TEXT BLOCK:
____
Air travel these days means submitting to a journey that can only be described as harmful to both your mental and physical wellbeing, which is why the enviable upgrade is always front of mind.

My first internatio­nal business-class trip took place on El Al. The flight was 10 hours. The security clearance had taken almost as long. A flight attendant came through the economy cabin with an old-fashioned credit card machine. I thought he was selling duty free.

It then dawned on me that he was flogging leftover business-class seats. “How much?” I asked. He told me. My eyes watered but I brought out my credit card and he led me through the magic curtains.

The seat, similar to my dentist’s chair, was comfortabl­e, the wine was terrible, the food passable and the service friendly. At the end of the trip I was given a pair of sunglasses with bright blue frames. I still have them.

My second turn left was Air Madagascar. I knew someone who knew someone. I got a bright red Lazy Boy, a bottle of wine and an economy meal (someone had miscounted).

Third time I hit pay dirt. British Airways — the first airline to decide that not only first-class passengers deserve a proper bed — had created a cosy, six-foot pocket of privacy specially for me and anyone else who managed to pay, trade or wangle their way into Club Class.

My “area” — so much more than a seat — was ergonomic perfection, with buttons that moved windows up, TVs out, lights on and chairs down, sideways and along. In a stroke of architectu­ral genius, BA had seated passengers head to tail, separated by an opaque window, which meant never having to say you’re sorry for clambering over your neighbour. I had a cotton quilt and a pillow.

I also had Chris, who was determined to give me a good time, starting with a bottomless glass of Taittinger. I had a menu, on which, instead of “chicken or fish?” I had tiger prawns and fillet of beef in a brandy sauce, a cheese platter and endless plates of ice cream.

If I’d had the urge (and the room), I could have snapped my fingers at 3am and Chris would have rushed over with a tray of shortbread and Drambuie.
____
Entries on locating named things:
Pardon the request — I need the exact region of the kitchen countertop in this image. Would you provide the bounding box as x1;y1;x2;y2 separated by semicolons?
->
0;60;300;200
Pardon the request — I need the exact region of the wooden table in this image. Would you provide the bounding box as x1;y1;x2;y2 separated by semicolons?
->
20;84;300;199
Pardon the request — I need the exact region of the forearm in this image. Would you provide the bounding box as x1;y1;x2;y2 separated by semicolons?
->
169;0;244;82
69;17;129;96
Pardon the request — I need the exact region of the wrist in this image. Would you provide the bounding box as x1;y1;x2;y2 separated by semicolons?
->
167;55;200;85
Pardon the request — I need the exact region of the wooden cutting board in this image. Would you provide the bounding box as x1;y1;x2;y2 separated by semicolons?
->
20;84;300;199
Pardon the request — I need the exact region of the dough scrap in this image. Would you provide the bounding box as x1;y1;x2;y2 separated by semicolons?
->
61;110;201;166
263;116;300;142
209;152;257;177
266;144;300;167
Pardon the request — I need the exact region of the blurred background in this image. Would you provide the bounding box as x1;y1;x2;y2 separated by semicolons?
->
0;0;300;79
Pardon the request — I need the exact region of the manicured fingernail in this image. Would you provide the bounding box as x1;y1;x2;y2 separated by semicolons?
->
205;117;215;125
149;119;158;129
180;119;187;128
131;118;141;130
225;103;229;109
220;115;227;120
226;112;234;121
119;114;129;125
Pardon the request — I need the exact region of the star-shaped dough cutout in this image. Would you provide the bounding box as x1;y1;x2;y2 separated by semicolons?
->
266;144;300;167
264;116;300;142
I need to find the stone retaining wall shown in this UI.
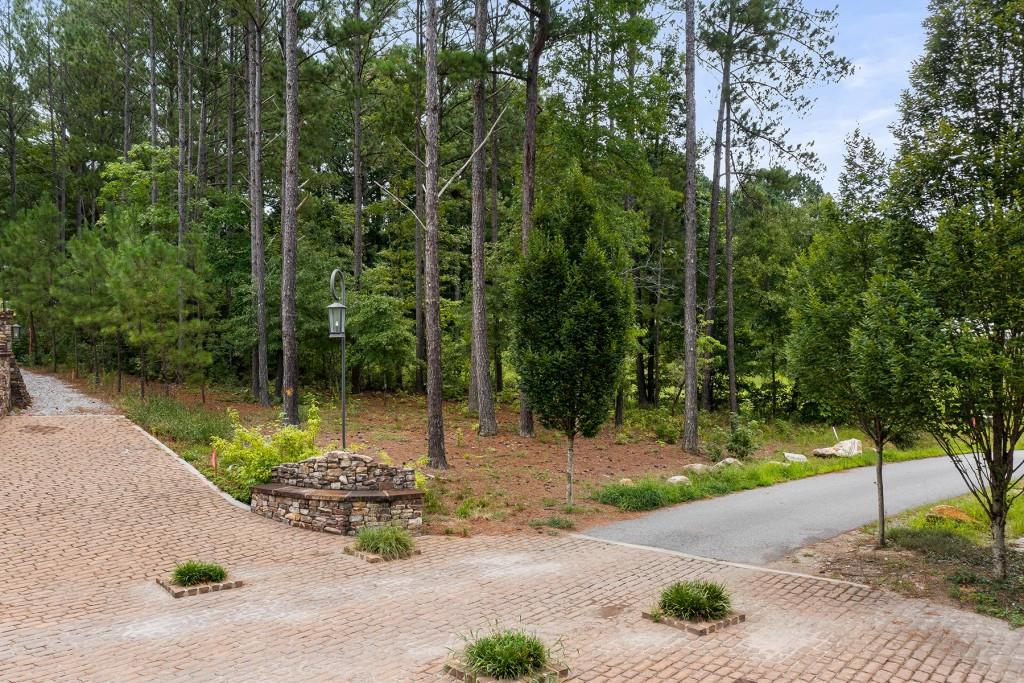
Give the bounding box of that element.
[270,451,416,490]
[252,451,423,536]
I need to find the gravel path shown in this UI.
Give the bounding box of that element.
[20,370,117,415]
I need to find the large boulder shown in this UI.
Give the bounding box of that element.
[811,438,864,458]
[925,505,978,524]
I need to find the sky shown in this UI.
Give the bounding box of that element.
[697,0,928,191]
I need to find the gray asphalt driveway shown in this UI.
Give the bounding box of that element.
[586,457,967,564]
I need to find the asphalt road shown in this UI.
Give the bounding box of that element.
[585,457,967,564]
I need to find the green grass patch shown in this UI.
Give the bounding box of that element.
[171,560,227,586]
[876,495,1024,628]
[355,526,416,560]
[657,580,732,622]
[121,396,232,445]
[529,517,575,529]
[463,630,550,680]
[593,451,931,512]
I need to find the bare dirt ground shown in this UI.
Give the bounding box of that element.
[768,529,961,607]
[28,366,710,536]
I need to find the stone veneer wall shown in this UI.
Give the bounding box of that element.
[252,451,423,536]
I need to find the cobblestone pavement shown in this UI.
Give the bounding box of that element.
[0,416,1024,683]
[20,369,114,415]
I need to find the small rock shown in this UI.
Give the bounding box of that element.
[926,505,977,524]
[811,438,863,458]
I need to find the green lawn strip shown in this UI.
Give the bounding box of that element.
[593,449,938,512]
[865,495,1024,628]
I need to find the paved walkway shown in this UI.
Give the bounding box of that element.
[0,409,1024,683]
[587,458,983,564]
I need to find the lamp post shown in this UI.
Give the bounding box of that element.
[327,268,347,451]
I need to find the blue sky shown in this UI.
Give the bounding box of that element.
[697,0,928,191]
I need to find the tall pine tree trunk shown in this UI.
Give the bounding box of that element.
[150,9,157,204]
[224,24,237,195]
[246,12,270,407]
[413,0,427,393]
[352,0,362,288]
[683,0,697,453]
[519,0,551,436]
[700,60,731,411]
[472,0,498,436]
[725,98,739,415]
[281,0,301,424]
[175,0,191,374]
[425,0,447,469]
[121,2,132,159]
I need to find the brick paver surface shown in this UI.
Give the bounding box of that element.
[0,416,1024,683]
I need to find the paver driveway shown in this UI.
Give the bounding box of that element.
[0,409,1024,682]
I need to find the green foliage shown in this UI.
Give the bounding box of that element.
[529,517,575,529]
[594,450,934,511]
[657,580,732,622]
[121,396,233,445]
[513,170,632,438]
[171,560,227,586]
[455,496,490,519]
[355,526,416,560]
[703,415,761,461]
[347,268,416,388]
[623,407,683,443]
[462,630,550,680]
[211,403,321,488]
[889,495,1024,628]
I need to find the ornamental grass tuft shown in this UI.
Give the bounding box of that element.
[355,526,416,560]
[463,630,550,680]
[171,560,227,586]
[658,580,732,622]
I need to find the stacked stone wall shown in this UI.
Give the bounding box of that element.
[252,451,423,536]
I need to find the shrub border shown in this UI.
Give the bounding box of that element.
[157,579,242,598]
[642,608,746,636]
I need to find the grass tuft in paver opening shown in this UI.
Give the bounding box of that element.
[345,526,419,562]
[444,629,568,683]
[171,560,227,587]
[157,560,242,598]
[643,579,746,636]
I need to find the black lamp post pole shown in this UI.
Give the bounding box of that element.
[341,328,348,451]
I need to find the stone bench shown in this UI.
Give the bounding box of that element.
[251,451,423,536]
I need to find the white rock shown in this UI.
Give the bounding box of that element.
[811,438,863,458]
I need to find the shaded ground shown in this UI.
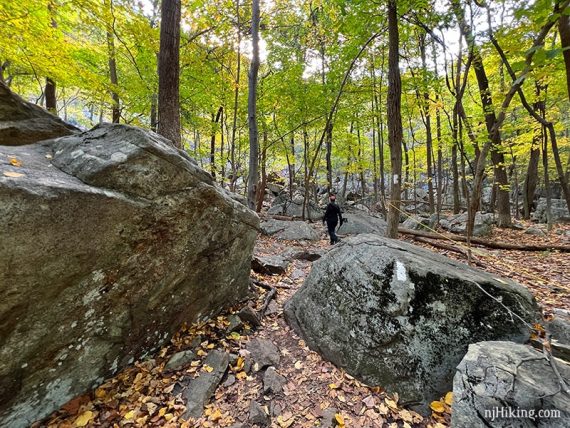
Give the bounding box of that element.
[38,219,570,428]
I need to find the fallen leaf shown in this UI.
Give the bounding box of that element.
[429,401,445,413]
[334,413,344,428]
[124,410,135,421]
[75,410,95,427]
[4,171,26,178]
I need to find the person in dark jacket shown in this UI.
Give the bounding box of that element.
[323,195,344,245]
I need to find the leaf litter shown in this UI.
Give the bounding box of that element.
[41,222,570,428]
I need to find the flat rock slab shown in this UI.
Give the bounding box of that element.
[183,349,230,418]
[251,256,290,275]
[164,351,196,371]
[247,338,281,369]
[0,82,79,146]
[263,367,287,394]
[338,212,386,235]
[260,219,320,241]
[0,124,259,427]
[284,235,540,411]
[451,341,570,428]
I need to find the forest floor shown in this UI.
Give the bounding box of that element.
[38,221,570,428]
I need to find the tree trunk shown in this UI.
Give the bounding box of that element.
[420,33,435,214]
[558,13,570,102]
[158,0,183,149]
[44,77,57,116]
[210,106,224,178]
[230,0,241,192]
[386,0,403,238]
[247,0,259,210]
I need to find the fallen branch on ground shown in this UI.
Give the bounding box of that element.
[398,227,570,253]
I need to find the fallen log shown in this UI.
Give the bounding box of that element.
[398,227,570,253]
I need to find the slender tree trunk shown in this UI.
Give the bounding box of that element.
[558,13,570,102]
[386,0,403,238]
[230,0,241,192]
[420,33,435,214]
[44,77,57,115]
[247,0,259,210]
[107,0,121,123]
[158,0,183,149]
[210,106,224,178]
[542,126,552,230]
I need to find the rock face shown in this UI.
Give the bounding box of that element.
[0,125,259,427]
[260,219,320,241]
[0,82,79,146]
[439,212,495,236]
[533,198,570,223]
[284,235,539,410]
[338,211,386,235]
[267,197,325,220]
[451,342,570,428]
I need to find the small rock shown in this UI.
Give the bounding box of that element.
[251,256,289,275]
[227,314,243,333]
[524,226,546,236]
[265,300,279,316]
[269,401,283,417]
[292,250,323,262]
[183,349,230,419]
[321,407,338,428]
[247,339,281,369]
[164,351,196,372]
[222,375,236,388]
[249,401,270,426]
[263,367,287,394]
[238,306,261,327]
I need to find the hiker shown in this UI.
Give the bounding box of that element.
[323,195,344,245]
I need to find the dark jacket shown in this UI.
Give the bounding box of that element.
[323,202,342,224]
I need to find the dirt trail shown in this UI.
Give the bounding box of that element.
[38,227,570,428]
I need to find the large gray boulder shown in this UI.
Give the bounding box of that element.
[533,198,570,223]
[0,125,259,427]
[267,197,324,220]
[0,82,79,146]
[439,211,495,236]
[338,211,386,235]
[451,342,570,428]
[259,219,321,241]
[284,235,539,410]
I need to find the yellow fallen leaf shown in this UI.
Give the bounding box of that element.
[210,409,223,422]
[334,413,344,428]
[74,410,95,427]
[4,171,26,178]
[429,401,445,413]
[400,409,414,422]
[125,410,135,421]
[384,398,398,410]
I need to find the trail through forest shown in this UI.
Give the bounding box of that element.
[41,221,570,427]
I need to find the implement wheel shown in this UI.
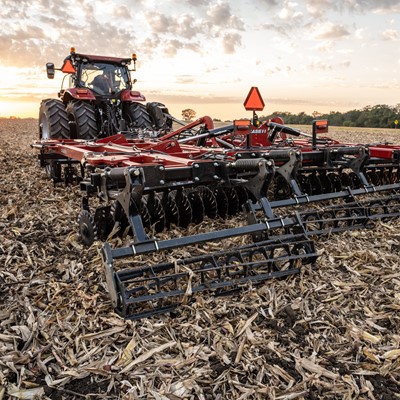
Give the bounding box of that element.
[66,101,98,140]
[123,103,153,130]
[39,99,71,139]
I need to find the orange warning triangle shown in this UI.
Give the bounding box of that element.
[243,86,265,111]
[61,60,76,74]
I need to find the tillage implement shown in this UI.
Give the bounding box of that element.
[33,52,400,319]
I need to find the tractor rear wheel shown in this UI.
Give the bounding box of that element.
[66,101,99,140]
[123,103,153,130]
[39,99,70,139]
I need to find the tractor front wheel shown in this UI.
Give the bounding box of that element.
[39,99,70,139]
[66,101,98,140]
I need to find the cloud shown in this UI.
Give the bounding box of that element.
[259,0,280,7]
[222,33,242,54]
[382,29,399,41]
[259,23,291,38]
[278,1,303,23]
[314,22,350,40]
[307,60,333,71]
[112,4,132,19]
[176,75,197,84]
[305,0,400,17]
[207,3,245,30]
[265,65,293,76]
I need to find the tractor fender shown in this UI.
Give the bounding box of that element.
[61,88,96,103]
[120,89,146,102]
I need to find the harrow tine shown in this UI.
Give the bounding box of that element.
[162,190,179,229]
[175,189,193,228]
[145,192,166,232]
[195,186,218,219]
[213,187,229,218]
[186,189,205,225]
[224,187,239,215]
[102,235,318,319]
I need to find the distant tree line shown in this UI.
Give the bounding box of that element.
[260,103,400,128]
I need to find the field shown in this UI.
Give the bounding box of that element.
[0,119,400,400]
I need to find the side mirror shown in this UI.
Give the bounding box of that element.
[46,63,55,79]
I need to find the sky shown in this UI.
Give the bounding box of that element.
[0,0,400,120]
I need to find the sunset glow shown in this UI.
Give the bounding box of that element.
[0,0,400,120]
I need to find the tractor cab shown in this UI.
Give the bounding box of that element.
[77,62,131,96]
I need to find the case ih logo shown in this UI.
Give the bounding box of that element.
[251,128,267,134]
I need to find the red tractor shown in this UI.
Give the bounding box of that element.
[39,48,172,140]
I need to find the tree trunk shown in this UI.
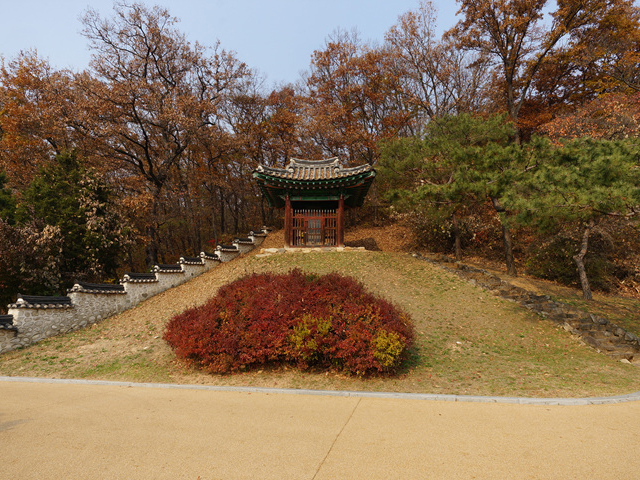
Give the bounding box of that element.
[573,220,594,300]
[502,223,518,277]
[452,213,462,261]
[491,197,518,277]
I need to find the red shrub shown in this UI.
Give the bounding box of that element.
[164,270,413,375]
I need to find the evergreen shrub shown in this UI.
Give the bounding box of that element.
[526,232,615,292]
[164,269,413,376]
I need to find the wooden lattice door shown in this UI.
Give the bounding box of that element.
[291,209,337,247]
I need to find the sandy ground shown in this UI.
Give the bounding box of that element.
[0,382,640,480]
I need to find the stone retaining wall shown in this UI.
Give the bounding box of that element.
[0,231,266,353]
[414,254,640,362]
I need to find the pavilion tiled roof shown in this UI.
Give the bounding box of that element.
[256,157,373,181]
[253,157,376,207]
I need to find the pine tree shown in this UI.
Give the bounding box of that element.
[509,138,640,300]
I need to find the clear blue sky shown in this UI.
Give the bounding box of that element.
[0,0,457,83]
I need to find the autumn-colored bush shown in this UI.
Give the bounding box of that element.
[164,270,413,375]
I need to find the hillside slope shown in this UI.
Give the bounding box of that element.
[0,228,640,397]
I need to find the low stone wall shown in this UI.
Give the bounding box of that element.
[0,227,266,353]
[414,254,640,362]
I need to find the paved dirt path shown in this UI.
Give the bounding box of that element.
[0,381,640,480]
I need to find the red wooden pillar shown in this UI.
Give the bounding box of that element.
[284,195,293,247]
[336,194,344,247]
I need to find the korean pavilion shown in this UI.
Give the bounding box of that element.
[253,158,376,248]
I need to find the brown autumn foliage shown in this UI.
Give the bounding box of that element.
[447,0,633,141]
[0,0,640,296]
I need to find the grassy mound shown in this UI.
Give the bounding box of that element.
[164,270,413,375]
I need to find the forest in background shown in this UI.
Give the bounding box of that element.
[0,0,640,306]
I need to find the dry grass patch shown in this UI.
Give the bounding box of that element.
[0,230,640,397]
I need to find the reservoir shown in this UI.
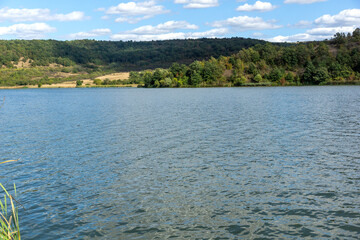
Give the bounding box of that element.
[0,86,360,240]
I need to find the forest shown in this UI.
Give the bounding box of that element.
[129,28,360,88]
[0,28,360,88]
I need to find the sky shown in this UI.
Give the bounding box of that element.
[0,0,360,42]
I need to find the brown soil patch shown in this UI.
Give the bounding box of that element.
[97,72,130,81]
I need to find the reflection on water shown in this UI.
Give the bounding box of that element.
[0,86,360,239]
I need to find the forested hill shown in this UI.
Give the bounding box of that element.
[0,38,265,71]
[130,28,360,87]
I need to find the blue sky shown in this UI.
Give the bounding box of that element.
[0,0,360,42]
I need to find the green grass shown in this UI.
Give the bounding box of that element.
[0,182,21,240]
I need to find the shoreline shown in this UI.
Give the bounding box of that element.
[0,82,360,90]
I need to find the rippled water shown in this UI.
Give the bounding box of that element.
[0,86,360,239]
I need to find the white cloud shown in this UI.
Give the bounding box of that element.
[284,0,327,4]
[174,0,219,8]
[236,1,276,12]
[126,21,198,35]
[315,9,360,26]
[0,8,85,22]
[98,1,169,23]
[212,16,281,31]
[0,23,56,39]
[69,28,111,39]
[111,28,228,41]
[267,27,355,42]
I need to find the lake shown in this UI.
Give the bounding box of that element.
[0,86,360,240]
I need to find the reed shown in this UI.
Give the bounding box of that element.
[0,181,21,240]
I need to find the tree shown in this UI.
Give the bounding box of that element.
[76,80,83,87]
[254,74,262,82]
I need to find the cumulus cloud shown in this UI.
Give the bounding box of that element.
[98,1,169,23]
[315,9,360,26]
[126,21,198,35]
[110,21,228,41]
[267,27,355,42]
[174,0,219,8]
[236,1,276,12]
[212,16,281,31]
[284,0,327,4]
[0,8,85,22]
[69,28,111,39]
[0,23,56,39]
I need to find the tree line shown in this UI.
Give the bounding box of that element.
[0,38,265,71]
[129,28,360,88]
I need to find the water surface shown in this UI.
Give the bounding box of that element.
[0,86,360,239]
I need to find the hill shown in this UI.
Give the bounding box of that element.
[130,28,360,87]
[0,38,265,70]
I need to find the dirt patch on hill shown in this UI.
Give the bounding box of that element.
[97,72,130,81]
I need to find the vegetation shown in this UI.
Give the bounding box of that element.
[0,100,21,240]
[0,38,265,71]
[0,29,360,87]
[0,181,21,240]
[129,29,360,88]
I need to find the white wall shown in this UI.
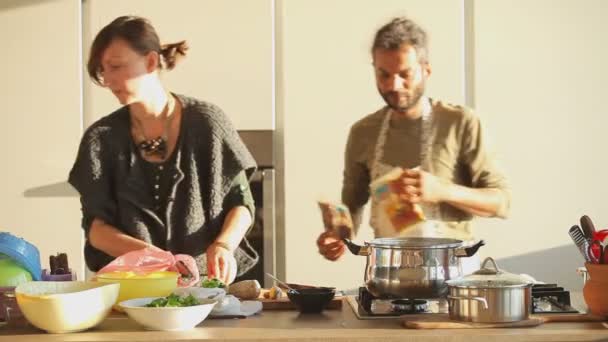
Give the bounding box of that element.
[0,0,608,288]
[474,0,608,287]
[277,0,464,288]
[0,0,83,276]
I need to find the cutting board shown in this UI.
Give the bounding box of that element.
[403,314,606,329]
[259,296,342,310]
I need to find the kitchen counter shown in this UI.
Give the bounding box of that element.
[0,292,608,342]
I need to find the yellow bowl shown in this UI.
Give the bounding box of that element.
[96,271,179,310]
[15,281,120,334]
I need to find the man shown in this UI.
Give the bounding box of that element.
[317,18,510,269]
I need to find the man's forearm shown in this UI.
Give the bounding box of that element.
[215,206,253,251]
[89,219,157,257]
[443,184,509,218]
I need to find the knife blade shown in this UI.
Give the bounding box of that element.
[581,215,595,240]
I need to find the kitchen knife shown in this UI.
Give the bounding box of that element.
[568,225,591,262]
[581,215,595,240]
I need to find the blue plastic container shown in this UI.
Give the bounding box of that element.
[0,232,42,280]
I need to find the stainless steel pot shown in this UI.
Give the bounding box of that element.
[447,258,533,323]
[344,238,484,299]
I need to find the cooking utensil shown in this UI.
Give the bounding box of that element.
[344,238,485,298]
[587,240,606,264]
[447,257,534,323]
[568,225,591,262]
[266,272,298,293]
[580,215,595,240]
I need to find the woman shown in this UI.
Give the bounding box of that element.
[69,16,257,283]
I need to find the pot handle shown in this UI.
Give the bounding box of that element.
[448,296,488,310]
[342,238,371,256]
[455,240,486,258]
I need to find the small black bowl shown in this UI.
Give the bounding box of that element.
[287,287,336,313]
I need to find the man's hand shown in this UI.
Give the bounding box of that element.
[400,169,446,203]
[317,232,346,261]
[207,243,237,284]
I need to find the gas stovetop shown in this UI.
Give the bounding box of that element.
[346,284,578,319]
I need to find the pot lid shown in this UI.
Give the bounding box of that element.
[366,238,462,248]
[446,257,534,288]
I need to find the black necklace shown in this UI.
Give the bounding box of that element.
[137,136,167,159]
[133,100,173,159]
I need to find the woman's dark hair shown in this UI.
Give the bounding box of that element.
[372,17,428,62]
[87,16,188,85]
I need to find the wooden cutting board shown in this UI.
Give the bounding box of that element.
[259,296,342,310]
[403,314,606,329]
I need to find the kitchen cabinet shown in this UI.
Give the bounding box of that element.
[83,0,274,130]
[0,294,608,342]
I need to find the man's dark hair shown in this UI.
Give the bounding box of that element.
[371,17,428,62]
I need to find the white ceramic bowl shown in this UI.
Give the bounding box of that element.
[15,281,120,333]
[119,297,217,331]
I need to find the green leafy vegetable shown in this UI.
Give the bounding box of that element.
[201,278,226,289]
[145,293,201,308]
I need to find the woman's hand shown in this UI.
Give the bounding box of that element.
[206,242,237,284]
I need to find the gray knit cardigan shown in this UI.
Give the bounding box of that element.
[69,95,258,275]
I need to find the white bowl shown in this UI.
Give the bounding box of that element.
[119,297,217,331]
[15,281,120,333]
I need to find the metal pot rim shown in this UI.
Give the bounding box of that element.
[365,237,463,249]
[446,279,534,290]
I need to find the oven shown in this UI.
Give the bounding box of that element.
[235,130,276,287]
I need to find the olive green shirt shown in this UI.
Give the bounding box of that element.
[342,100,510,240]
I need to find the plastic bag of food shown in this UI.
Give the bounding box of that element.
[97,248,200,287]
[370,167,426,232]
[317,200,353,239]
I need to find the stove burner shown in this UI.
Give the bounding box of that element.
[391,299,428,313]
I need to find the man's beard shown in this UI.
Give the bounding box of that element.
[378,81,425,112]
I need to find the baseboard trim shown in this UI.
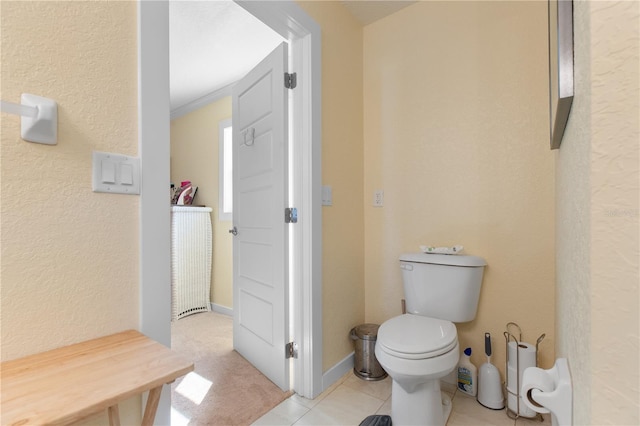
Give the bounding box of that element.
[211,302,233,317]
[322,352,355,392]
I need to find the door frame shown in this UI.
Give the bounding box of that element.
[138,0,322,424]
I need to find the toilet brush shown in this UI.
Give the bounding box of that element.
____
EXERCISES TO COMPLETE:
(1) Repeat the air travel piece above, everything from "Air travel these" down to "selling duty free.".
(2) Decide whether each statement agrees with the air travel piece above, answering yes or no and quoting the words that settle it: (a) the first business-class trip was a 10-hour flight; (b) on Air Madagascar the writer was served a business-class meal; (c) the sunglasses handed out at the end of the El Al trip had bright blue frames.

FINAL ANSWERS:
(1)
Air travel these days means submitting to a journey that can only be described as harmful to both your mental and physical wellbeing, which is why the enviable upgrade is always front of mind.

My first internatio­nal business-class trip took place on El Al. The flight was 10 hours. The security clearance had taken almost as long. A flight attendant came through the economy cabin with an old-fashioned credit card machine. I thought he was selling duty free.

(2)
(a) Yes: "The flight was 10 hours."
(b) No: "an economy meal (someone had miscounted)"
(c) Yes: "a pair of sunglasses with bright blue frames"